Book Reviews
Nursing Matters: Critical sociological perspectives
Helen Keleher and Fran McInerney (eds)
ISBN: 0-443054-33-9 1998 194 pages Sydney Harcourt Brace
Jane Shoebridge
Nursing (Social Science), Faculty of Health Sciences, Flinders University of South Australia, SA
Most of these ten richly diverse case studies of Australian nursing are well worth reading.
Maria Zadoroznyj leads strongly. If professions are built up from marketable credentials, education, status and ethics, why are nursing's efforts to professionalise thwarted? Because the health labour force remains divided by gender and fragmented in myriad specialisations. Under these conditions 'deskilling' and 'enskilling' can only be marginally successful strategies for collective upward mobility.
In an understaffed, busy orthopaedic ward of a large teaching hospital Elizabeth Herdman (2) meets registered nurses who ask how come their work is so heavy, mundane, dirty, repetitive and boring when the ideologues of higher education promise them a skilled and richly rewarding professional life!
Helen Keleher (3) recalls how early twentieth century doctors recruited infant welfare nurses to teach mothers how to produce eugenically correct babies. Fortunately many mums avoided the bossier nurses, rigid rules and inevitable guilt; and sought out the "...few shrewd, humane nurses who fostered confidence in...working class mothers" (p.58).
Eileen Willis (4) re-visits the conflictual 'role relationships' between Aboriginal Health Workers (AHWs), Remote Area Nurses and District Medical Officers, and the communities and bureaucracies to whom each is accountable. Eileen had attributed the conflict to racism and alienation. Now she enlists Foucault's critique of social power arguing that AHWs and their communities resist change so as to maintain a social situation which, although antagonistic, operates in their favour.
Julianne Cheeks chapter (5) explores Foucault's ideas further telling us how doctors built up their expert knowledge and power through techniques of the clinical and panoptic gaze and through the disciplinary force of scientific discourse. But Julianne counsels nurse theorists against too much Foucault.
To Fran McInerney (6) the doctor/nurse/patient relationship resembles the patriarchal nuclear family. She stretches the analogy to the home economics of pain control. Just as the breadwinner expects his wife to feed and clothe his family within budget so the doctor expects his nurse to palliate his patients within the limits of the drug supply. As with an unjust economy generally, supply and demand seldom match. Some miss out.

## RECORDED DATA
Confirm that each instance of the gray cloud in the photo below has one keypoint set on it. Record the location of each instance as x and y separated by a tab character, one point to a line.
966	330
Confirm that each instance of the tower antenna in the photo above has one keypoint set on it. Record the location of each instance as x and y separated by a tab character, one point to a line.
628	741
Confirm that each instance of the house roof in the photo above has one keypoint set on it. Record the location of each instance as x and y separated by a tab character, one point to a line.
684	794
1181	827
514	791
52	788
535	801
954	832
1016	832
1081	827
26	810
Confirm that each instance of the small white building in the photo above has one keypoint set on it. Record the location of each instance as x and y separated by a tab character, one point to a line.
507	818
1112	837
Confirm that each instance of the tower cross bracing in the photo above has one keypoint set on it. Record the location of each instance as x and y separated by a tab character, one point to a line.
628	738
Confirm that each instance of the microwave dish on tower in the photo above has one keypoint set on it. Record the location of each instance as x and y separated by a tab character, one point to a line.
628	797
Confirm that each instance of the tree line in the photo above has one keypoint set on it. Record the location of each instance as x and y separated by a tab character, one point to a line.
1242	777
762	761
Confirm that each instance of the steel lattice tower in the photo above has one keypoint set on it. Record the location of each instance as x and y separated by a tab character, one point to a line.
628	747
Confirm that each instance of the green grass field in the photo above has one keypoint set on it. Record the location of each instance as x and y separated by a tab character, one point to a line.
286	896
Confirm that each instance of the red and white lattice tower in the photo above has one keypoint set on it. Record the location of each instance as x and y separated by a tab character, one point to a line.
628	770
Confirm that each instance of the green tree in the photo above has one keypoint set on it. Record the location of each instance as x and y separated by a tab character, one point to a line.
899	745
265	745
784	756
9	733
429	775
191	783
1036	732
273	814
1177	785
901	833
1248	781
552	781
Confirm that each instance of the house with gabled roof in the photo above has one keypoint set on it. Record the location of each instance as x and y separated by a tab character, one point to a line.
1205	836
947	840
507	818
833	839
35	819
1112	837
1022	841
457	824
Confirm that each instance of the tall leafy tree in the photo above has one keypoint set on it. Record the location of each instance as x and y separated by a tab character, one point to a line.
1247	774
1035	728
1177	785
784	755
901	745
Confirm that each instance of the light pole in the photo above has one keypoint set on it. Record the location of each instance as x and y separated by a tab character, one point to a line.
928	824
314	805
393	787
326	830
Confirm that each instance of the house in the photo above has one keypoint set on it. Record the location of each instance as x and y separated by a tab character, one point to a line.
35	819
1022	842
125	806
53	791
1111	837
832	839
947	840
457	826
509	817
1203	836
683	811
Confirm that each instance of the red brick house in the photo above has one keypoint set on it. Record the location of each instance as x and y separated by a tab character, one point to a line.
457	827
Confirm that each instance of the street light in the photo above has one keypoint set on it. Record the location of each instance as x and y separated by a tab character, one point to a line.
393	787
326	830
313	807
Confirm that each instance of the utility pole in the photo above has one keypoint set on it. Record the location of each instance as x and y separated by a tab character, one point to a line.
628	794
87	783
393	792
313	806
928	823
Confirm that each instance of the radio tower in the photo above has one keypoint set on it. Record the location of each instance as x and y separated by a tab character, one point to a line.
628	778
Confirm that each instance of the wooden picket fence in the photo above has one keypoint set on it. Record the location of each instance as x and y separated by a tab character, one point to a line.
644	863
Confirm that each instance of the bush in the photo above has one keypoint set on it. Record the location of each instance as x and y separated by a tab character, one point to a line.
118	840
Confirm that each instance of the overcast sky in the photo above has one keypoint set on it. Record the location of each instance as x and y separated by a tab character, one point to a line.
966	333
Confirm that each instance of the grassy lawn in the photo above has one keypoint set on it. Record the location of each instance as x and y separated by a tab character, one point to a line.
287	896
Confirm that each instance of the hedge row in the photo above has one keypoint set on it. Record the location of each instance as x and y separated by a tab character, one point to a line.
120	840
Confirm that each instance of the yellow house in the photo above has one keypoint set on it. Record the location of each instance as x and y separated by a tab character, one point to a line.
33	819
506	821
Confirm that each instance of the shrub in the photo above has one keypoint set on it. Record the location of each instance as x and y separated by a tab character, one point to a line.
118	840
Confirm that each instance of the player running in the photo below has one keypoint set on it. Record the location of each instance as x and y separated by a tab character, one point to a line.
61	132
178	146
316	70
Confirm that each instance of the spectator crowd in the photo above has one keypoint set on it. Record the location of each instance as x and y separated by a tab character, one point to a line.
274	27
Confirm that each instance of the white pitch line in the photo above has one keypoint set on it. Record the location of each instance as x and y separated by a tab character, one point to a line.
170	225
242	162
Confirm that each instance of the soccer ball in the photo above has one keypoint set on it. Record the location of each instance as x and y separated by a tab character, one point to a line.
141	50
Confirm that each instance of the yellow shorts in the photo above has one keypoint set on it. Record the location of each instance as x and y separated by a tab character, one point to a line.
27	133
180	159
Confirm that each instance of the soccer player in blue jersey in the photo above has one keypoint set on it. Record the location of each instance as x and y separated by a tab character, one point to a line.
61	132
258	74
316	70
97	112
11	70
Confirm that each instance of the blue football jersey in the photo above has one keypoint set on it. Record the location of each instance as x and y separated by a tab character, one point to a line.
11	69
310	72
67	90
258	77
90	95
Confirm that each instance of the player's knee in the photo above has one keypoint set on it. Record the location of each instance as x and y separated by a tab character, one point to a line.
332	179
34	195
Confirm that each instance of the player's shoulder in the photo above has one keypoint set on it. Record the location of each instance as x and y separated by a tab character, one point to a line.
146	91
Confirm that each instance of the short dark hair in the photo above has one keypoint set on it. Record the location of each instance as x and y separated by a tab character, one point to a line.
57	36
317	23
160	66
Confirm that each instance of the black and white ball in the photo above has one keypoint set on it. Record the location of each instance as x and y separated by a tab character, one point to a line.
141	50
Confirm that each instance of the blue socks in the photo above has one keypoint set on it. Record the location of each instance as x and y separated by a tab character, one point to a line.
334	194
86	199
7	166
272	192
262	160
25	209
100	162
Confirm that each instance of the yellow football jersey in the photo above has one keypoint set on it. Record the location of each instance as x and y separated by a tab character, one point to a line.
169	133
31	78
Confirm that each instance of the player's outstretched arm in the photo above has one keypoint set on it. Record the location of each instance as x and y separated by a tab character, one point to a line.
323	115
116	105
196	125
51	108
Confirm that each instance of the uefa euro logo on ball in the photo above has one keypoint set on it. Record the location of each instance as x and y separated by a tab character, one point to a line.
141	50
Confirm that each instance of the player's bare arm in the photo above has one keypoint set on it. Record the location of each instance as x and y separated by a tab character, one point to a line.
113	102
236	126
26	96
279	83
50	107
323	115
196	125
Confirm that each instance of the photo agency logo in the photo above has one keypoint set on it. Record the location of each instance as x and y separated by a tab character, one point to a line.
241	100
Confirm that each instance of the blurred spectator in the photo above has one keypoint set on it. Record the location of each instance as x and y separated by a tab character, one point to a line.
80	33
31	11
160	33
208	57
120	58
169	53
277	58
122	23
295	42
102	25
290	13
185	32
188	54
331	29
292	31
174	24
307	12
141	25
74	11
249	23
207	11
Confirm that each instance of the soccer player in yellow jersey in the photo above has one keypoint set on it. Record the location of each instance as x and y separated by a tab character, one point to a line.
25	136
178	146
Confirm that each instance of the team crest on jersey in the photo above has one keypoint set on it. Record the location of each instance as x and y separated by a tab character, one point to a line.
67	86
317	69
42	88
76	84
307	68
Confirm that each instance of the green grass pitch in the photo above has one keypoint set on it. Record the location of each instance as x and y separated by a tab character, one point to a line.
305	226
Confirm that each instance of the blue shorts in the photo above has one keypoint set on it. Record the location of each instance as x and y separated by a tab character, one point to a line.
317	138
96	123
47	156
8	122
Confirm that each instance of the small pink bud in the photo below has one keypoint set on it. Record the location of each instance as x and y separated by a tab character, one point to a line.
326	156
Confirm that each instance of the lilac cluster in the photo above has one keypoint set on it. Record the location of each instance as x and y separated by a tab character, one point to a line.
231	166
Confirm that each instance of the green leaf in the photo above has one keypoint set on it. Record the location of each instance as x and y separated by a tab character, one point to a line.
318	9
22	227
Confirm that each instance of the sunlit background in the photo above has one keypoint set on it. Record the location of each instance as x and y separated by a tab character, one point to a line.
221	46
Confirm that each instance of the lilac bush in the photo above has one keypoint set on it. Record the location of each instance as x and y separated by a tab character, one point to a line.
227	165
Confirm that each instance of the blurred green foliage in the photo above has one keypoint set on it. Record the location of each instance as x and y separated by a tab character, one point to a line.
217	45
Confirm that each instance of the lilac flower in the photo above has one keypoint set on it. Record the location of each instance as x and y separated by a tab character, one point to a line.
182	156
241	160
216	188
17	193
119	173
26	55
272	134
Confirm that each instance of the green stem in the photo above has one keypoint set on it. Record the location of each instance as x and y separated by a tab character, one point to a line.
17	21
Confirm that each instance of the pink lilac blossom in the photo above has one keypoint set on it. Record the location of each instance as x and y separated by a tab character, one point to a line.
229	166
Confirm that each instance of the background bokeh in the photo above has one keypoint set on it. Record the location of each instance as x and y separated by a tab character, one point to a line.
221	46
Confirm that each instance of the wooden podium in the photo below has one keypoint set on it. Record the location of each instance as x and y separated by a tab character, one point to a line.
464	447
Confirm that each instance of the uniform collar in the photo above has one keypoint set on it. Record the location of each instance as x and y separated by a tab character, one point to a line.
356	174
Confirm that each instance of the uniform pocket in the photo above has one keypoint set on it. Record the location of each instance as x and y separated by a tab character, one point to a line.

## ASSIGNMENT
Write the next part of the review of Nursing Matters, picking up after its last sentence. None of the lines matter here.

## OUTPUT BELOW
Encouraging women and nurses to think critically, speak out against injustice and build safe strategies for changes integral to the transition to tertiary nursing education in Australia. Nel Glass (7) reports that women who trained in hospital schools and subsequently undertake tertiary education, often experience considerable personal change.
Stephanie Bates (8) discovers agency nurses facing difficulties in their everyday and every night shifts. The relentless trend towards employing casual and short-term contract staff raises profits at the expense of in-house worker solidarity and individual professional autonomy.
Finding that student nurses disparage aged care, developmental disability and mental health and revere surgical, intensive care and paediatric nursing prompts John Stevens and Mira Crouch (9) to be critical of the university curriculum and especially its clinical education.
The general transition from clinical to professional to corporate 'orientation' in nursing is exemplified in Ken Bridge's outstanding chapter (10). Bridge demonstrates the shift by Occupational Health Nurses towards a "corporate orientation" which contradicts and corrupts their clinical loyalty to workers and their professional defence of workers against injurious work practices. Bridge recommends OHNs defend their professional reputations by aligning with worker elected union representatives and health and safety officers.
This collection contributes to a much needed seriously critical literature from which all nurses, educators and researchers could benefit. I commend the book's logic and moral stance but alert readers that it needs more editing.